• Given records:
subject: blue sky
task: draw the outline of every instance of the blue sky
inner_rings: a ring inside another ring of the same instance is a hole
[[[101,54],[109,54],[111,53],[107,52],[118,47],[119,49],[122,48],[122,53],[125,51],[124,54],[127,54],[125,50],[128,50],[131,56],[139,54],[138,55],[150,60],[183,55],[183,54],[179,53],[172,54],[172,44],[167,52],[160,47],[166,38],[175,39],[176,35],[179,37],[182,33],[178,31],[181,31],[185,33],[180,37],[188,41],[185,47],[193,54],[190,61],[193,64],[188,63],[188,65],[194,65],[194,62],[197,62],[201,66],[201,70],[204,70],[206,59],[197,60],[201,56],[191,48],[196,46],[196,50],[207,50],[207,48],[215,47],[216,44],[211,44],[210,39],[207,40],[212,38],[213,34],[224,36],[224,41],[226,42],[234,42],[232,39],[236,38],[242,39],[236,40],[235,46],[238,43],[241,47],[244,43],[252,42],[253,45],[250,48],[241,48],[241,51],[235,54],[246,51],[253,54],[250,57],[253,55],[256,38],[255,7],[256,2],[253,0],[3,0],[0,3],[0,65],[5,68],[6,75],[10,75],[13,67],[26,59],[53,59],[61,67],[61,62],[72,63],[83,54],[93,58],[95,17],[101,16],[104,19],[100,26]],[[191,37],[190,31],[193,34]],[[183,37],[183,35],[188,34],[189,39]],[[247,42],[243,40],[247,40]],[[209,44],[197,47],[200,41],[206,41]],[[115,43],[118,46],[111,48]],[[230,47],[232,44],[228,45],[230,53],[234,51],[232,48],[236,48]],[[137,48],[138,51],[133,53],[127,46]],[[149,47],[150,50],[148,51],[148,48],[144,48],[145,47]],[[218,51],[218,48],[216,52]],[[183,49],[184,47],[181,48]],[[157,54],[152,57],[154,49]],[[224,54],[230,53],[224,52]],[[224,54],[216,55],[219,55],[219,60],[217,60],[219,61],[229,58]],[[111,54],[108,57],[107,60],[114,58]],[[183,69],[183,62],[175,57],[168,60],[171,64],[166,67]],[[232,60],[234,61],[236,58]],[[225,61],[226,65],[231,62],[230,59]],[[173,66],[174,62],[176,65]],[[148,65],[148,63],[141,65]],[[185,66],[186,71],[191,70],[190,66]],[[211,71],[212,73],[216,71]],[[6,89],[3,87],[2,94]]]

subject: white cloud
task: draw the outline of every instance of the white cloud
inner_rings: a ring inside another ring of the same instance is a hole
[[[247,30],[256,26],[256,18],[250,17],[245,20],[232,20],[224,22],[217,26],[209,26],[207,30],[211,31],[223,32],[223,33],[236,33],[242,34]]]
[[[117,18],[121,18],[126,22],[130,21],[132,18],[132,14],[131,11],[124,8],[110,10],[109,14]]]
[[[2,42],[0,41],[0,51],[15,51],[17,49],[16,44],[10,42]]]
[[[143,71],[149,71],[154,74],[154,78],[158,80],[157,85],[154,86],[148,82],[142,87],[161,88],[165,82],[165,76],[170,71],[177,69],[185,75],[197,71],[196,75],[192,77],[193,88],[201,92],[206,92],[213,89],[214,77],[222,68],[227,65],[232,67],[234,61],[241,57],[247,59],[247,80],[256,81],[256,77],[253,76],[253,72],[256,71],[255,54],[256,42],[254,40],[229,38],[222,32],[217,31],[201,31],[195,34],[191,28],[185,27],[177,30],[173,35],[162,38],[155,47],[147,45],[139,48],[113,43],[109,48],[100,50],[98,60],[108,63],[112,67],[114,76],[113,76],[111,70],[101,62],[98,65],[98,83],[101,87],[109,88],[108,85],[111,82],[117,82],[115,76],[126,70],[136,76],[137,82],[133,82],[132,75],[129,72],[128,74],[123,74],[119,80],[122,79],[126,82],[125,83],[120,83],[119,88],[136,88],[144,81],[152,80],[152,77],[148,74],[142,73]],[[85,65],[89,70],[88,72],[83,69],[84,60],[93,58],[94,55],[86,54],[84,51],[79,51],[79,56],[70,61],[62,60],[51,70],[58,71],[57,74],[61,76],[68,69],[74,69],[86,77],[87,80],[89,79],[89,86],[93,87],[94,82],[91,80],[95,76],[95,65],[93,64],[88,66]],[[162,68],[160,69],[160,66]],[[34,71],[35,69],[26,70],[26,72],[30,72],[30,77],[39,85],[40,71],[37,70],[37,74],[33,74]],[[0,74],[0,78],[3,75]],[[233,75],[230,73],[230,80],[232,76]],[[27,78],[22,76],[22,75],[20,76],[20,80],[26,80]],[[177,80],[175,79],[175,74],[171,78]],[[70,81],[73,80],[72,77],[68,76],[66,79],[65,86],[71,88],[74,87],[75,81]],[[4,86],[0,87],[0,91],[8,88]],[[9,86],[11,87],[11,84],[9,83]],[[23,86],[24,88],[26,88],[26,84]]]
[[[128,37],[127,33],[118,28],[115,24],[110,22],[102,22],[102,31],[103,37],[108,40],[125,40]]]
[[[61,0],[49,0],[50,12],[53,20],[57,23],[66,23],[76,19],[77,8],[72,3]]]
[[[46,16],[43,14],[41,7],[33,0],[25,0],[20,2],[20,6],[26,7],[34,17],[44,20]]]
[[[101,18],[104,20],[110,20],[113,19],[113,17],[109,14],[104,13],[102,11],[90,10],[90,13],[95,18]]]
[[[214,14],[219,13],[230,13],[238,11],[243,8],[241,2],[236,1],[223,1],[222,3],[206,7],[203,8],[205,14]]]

* * *

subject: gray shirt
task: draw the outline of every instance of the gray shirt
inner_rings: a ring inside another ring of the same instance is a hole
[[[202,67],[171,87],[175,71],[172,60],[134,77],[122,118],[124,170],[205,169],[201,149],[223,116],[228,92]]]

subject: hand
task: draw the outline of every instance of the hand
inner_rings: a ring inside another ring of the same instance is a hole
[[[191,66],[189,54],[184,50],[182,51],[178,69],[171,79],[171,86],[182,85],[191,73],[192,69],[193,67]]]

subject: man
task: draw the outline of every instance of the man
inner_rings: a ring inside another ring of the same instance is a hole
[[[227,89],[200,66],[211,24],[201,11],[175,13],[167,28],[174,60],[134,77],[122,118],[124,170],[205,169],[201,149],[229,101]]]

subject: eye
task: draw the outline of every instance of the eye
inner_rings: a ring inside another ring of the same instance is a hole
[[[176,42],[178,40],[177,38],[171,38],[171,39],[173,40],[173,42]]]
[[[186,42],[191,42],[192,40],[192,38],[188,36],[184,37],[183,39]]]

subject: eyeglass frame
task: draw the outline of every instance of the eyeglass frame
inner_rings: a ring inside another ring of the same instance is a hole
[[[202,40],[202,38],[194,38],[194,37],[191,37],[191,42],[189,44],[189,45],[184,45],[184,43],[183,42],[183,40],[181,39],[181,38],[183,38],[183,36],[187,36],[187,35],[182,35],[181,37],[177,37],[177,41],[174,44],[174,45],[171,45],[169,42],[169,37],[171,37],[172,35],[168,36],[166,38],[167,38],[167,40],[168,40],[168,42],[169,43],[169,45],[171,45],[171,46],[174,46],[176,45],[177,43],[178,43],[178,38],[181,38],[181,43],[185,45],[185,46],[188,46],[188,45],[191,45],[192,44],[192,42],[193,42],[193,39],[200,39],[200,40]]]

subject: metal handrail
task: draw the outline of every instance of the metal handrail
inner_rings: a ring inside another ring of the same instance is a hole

• The request:
Rescale the stretch from the line containing "subject: white cloud" through the line containing "[[[2,42],[0,41],[0,51],[15,51],[17,49],[16,44],[10,42]]]": write out every line in it again, requests included, with each polygon coordinate multiplied by 1.35 and rounded to a whole number, halves rounded up.

• Result for this task:
subject: white cloud
task: draw the outline of every instance of the white cloud
inner_rings: a ring inside another ring of the same instance is a hole
[[[333,41],[346,35],[346,24],[338,23],[331,27],[313,27],[302,30],[293,35],[282,35],[279,41],[285,42],[301,43],[301,45],[319,45],[327,46]]]
[[[158,24],[163,24],[170,30],[176,28],[178,24],[178,19],[177,15],[167,11],[149,14],[147,19]]]
[[[3,57],[0,55],[0,69],[20,69],[23,66],[22,59],[14,57]]]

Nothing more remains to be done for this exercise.